*AIM*
State how many lines of the records below contain the string "girl", treating case as significant, and give only the number.

*TASK DATA*
########

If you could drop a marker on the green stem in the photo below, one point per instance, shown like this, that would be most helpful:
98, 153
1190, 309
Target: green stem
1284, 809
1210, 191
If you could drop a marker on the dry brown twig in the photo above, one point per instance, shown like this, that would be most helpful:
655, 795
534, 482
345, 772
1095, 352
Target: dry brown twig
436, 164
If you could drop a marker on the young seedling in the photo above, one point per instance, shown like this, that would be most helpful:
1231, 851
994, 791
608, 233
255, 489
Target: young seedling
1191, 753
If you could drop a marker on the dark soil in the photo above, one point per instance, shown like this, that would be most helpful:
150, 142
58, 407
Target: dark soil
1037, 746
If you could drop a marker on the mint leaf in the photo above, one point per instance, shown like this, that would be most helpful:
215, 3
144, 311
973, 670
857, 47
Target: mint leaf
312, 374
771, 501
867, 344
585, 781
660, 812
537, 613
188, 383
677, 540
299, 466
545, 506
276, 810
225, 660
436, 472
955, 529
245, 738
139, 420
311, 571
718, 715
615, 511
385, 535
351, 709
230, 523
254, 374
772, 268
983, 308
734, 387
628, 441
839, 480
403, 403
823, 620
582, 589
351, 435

########

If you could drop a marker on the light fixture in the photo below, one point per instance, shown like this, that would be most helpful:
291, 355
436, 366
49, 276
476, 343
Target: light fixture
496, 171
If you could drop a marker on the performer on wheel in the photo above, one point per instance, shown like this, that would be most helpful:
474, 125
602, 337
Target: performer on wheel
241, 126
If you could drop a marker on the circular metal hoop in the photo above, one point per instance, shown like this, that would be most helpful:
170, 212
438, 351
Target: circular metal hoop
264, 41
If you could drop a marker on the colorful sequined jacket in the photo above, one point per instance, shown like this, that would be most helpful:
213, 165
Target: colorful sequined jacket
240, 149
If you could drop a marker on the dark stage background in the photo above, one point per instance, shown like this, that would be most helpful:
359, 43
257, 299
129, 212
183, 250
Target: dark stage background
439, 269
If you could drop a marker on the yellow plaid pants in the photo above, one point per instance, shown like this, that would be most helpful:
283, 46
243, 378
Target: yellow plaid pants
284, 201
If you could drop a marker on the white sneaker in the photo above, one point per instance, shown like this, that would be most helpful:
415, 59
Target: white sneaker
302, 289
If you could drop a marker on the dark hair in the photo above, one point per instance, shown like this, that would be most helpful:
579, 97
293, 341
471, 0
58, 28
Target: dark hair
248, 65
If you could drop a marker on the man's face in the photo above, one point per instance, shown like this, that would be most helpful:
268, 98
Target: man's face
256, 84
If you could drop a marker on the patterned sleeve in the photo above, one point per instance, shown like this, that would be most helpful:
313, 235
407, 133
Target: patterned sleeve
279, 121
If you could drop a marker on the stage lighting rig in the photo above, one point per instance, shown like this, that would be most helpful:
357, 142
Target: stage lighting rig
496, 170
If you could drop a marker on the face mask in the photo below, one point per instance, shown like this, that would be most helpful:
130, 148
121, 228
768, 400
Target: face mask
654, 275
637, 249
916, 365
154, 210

########

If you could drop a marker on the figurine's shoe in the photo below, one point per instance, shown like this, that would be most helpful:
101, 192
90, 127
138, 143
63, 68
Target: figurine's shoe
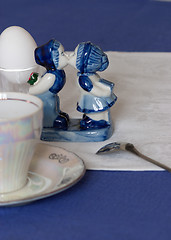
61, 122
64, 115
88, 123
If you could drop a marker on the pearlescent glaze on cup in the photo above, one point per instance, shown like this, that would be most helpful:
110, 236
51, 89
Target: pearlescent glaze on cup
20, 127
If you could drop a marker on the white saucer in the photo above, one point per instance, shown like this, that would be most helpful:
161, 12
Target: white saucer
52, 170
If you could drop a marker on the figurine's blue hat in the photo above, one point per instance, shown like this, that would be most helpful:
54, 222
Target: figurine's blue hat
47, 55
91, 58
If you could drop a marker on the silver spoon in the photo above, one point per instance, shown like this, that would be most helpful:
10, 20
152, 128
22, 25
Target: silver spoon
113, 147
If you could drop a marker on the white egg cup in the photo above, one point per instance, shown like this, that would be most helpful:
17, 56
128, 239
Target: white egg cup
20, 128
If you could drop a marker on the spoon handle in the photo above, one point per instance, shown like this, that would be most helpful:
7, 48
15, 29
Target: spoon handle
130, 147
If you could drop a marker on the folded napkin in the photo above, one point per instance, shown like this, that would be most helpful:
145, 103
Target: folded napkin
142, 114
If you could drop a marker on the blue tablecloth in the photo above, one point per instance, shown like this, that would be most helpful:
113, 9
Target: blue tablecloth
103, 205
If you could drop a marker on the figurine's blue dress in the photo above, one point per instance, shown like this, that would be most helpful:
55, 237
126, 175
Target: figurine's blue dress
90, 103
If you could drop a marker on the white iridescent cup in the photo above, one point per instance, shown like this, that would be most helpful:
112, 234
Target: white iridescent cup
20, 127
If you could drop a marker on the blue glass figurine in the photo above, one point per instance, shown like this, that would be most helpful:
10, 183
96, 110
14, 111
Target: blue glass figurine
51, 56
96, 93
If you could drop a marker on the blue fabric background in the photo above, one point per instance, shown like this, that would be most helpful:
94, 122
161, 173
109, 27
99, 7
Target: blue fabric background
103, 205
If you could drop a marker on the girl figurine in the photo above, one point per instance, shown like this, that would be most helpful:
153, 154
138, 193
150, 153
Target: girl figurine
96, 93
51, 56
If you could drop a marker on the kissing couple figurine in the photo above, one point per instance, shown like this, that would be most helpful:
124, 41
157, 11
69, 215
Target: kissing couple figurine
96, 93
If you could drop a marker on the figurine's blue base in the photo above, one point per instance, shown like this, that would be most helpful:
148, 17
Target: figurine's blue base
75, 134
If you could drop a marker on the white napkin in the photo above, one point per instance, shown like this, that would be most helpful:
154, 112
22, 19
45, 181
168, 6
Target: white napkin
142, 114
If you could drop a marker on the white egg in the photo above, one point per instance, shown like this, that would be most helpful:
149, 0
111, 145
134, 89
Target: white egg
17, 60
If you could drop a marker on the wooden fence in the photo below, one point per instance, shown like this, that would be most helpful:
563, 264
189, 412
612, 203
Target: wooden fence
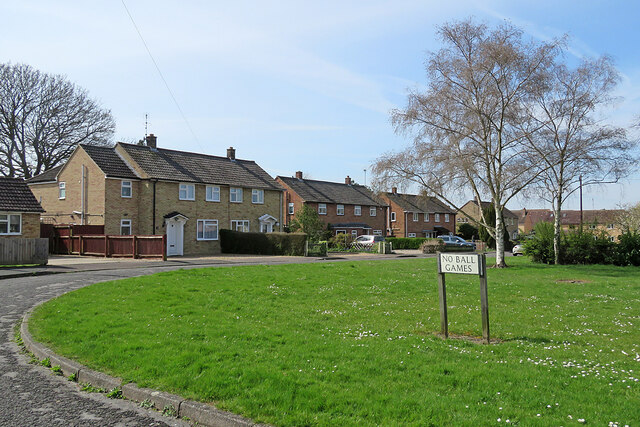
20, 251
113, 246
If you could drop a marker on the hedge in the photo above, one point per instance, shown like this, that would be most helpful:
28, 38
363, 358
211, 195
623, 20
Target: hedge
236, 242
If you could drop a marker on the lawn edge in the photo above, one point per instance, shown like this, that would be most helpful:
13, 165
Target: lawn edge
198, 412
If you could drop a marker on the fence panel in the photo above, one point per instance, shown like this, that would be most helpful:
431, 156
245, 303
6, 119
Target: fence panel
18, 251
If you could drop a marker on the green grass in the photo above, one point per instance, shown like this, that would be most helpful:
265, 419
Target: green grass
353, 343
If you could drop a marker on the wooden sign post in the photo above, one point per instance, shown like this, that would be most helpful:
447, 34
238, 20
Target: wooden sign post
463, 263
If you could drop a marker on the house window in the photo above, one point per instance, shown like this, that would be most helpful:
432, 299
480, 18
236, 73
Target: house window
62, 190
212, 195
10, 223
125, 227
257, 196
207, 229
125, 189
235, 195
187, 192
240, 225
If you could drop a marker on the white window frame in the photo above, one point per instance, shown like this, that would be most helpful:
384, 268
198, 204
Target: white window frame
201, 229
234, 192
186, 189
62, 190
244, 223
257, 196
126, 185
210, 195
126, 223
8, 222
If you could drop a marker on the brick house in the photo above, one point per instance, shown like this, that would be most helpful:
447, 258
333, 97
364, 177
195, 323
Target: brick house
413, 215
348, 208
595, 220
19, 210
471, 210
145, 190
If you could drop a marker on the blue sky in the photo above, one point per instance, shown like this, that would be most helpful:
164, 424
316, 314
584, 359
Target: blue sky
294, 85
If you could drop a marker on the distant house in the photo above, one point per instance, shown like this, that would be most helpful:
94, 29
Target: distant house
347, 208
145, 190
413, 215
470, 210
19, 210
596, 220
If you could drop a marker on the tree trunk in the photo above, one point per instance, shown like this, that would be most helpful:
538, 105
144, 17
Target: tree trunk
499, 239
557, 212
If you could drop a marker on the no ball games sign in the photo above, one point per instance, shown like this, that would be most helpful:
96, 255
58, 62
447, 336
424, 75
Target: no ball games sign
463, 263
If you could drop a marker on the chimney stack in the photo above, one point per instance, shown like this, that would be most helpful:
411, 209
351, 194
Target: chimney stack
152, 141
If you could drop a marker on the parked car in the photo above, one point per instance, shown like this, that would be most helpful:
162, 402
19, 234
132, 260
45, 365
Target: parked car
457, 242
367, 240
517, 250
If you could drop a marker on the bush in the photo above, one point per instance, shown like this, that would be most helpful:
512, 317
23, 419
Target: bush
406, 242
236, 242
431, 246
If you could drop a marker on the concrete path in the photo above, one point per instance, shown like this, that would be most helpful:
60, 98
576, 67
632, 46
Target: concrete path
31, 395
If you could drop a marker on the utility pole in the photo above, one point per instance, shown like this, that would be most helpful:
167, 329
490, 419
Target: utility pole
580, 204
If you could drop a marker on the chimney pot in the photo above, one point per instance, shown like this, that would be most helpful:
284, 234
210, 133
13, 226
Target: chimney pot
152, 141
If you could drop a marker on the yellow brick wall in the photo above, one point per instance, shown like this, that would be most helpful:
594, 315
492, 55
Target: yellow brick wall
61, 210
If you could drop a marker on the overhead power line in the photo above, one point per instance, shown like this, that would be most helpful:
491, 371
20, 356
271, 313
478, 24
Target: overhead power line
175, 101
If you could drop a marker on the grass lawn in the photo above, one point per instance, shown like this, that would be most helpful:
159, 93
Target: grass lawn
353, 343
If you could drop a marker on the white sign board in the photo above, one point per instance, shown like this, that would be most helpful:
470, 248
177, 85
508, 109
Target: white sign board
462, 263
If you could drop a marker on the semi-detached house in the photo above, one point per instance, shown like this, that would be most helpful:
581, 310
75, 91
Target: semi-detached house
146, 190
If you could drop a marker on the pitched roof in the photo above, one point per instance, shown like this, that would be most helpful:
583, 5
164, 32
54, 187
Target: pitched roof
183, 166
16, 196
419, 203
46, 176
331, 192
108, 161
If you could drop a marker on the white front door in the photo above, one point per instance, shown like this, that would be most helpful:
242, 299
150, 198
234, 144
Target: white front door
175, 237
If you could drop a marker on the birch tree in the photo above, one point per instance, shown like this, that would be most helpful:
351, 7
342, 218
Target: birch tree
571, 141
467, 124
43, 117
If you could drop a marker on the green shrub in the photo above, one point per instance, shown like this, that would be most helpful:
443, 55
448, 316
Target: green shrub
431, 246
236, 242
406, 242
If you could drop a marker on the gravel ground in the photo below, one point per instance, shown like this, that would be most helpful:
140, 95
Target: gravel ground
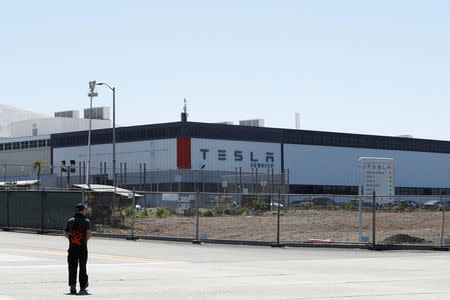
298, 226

########

*ANSWER TO THIS PROBLEM*
2